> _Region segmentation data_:
>>>>>

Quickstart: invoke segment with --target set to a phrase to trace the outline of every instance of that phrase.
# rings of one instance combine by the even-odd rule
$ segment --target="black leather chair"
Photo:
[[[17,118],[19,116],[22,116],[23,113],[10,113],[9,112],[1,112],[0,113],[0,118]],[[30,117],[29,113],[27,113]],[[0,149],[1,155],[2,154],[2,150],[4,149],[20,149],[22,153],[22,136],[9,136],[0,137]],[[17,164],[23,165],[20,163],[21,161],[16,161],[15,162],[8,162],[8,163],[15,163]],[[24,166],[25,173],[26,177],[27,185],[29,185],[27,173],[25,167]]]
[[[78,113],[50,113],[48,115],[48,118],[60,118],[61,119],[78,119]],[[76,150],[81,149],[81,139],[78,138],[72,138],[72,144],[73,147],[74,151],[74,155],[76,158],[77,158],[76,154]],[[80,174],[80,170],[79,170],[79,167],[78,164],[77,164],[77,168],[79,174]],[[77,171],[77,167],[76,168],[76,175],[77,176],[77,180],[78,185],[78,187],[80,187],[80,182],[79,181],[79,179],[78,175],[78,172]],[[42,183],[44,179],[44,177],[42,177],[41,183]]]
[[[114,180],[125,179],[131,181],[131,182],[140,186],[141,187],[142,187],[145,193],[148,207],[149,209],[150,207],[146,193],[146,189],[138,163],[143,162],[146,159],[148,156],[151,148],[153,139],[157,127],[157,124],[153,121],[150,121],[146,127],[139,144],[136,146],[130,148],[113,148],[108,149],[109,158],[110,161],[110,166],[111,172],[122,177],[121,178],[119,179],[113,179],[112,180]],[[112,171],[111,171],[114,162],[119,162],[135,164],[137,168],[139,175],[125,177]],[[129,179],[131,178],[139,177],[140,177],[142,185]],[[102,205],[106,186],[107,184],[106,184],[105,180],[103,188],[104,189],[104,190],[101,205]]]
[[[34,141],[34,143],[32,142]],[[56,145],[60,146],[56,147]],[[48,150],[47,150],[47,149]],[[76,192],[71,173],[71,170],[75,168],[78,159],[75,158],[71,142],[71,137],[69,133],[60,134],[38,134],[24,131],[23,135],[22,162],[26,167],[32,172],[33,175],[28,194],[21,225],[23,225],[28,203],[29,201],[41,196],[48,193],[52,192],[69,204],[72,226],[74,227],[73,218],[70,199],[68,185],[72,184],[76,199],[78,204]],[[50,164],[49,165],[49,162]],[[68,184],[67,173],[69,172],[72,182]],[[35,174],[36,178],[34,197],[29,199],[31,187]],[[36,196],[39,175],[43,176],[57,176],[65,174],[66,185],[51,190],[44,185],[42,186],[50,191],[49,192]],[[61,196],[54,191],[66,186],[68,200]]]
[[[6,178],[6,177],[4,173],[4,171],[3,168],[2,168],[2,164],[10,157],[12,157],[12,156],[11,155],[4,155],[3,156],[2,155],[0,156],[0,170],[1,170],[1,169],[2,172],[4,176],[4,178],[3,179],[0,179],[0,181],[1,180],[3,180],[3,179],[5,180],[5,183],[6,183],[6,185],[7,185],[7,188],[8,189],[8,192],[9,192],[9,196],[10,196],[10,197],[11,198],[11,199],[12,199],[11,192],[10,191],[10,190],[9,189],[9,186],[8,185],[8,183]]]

<<<<<

Every record should be repeated exactly; please leave none out.

> _Exercise answer_:
Quickstart: invoke segment with --target set to a phrase to trace the outline of every instance of that phrase.
# rings of one instance combine by the even-odd rule
$ segment --target="black leather chair"
Photo:
[[[17,118],[19,116],[22,116],[23,113],[10,113],[9,112],[1,112],[0,113],[0,118]],[[30,117],[29,113],[27,113]],[[0,149],[1,155],[2,154],[2,150],[4,149],[20,149],[22,153],[22,136],[9,136],[0,137]],[[17,164],[23,165],[20,163],[21,161],[16,161],[15,162],[8,162],[8,163],[15,163]],[[24,166],[25,173],[26,177],[27,185],[29,185],[27,173],[25,167]]]
[[[78,113],[50,113],[48,115],[48,118],[60,118],[61,119],[78,119]],[[76,150],[81,149],[81,139],[78,138],[72,138],[72,144],[73,147],[74,151],[74,155],[76,158],[77,158],[76,154]],[[80,174],[80,170],[79,170],[79,167],[78,164],[77,164],[77,168],[79,174]],[[77,171],[77,167],[76,168],[76,175],[77,176],[77,180],[78,185],[78,187],[80,187],[80,182],[79,181],[79,179],[78,175],[78,172]],[[42,183],[44,179],[44,177],[42,177],[41,183]]]
[[[114,180],[125,179],[131,181],[131,182],[140,186],[141,187],[142,187],[145,193],[148,207],[149,209],[150,207],[146,193],[146,189],[138,163],[143,162],[146,159],[148,156],[151,148],[153,139],[157,127],[157,124],[153,121],[150,121],[146,127],[139,144],[136,146],[130,148],[113,148],[108,149],[109,158],[110,161],[110,166],[111,172],[122,177],[121,178],[119,179],[113,179],[112,180]],[[112,171],[111,171],[114,162],[119,162],[135,164],[137,168],[139,175],[125,177]],[[129,179],[131,178],[139,177],[140,177],[142,185]],[[102,205],[106,186],[107,184],[106,184],[105,180],[103,188],[104,189],[104,190],[101,205]]]
[[[34,141],[34,143],[32,142]],[[56,145],[60,146],[56,147]],[[48,150],[47,150],[47,149]],[[76,192],[71,173],[71,170],[75,168],[78,159],[75,158],[71,142],[71,137],[69,133],[60,134],[38,134],[24,131],[23,135],[22,162],[26,167],[32,172],[33,175],[28,194],[21,225],[23,225],[28,203],[29,201],[41,196],[48,193],[52,192],[69,204],[72,226],[74,227],[73,218],[70,199],[68,185],[72,184],[76,199],[78,204]],[[50,164],[49,165],[49,162]],[[68,184],[67,173],[69,172],[72,182]],[[35,174],[36,178],[34,197],[29,199],[31,187]],[[36,196],[39,175],[43,176],[57,176],[65,174],[66,185],[51,190],[44,185],[42,186],[50,191],[49,192]],[[61,196],[54,191],[66,186],[68,200]]]
[[[6,178],[6,177],[4,173],[4,171],[3,168],[2,168],[2,164],[10,157],[12,157],[12,156],[11,155],[4,155],[3,156],[2,155],[0,156],[0,170],[1,170],[1,169],[2,172],[4,176],[4,178],[3,179],[0,179],[0,181],[1,180],[3,180],[3,179],[5,180],[5,183],[6,183],[6,185],[7,185],[7,188],[8,189],[8,192],[9,192],[9,196],[10,196],[10,197],[11,198],[11,199],[12,199],[11,192],[10,191],[10,190],[9,189],[9,186],[8,185],[8,183]]]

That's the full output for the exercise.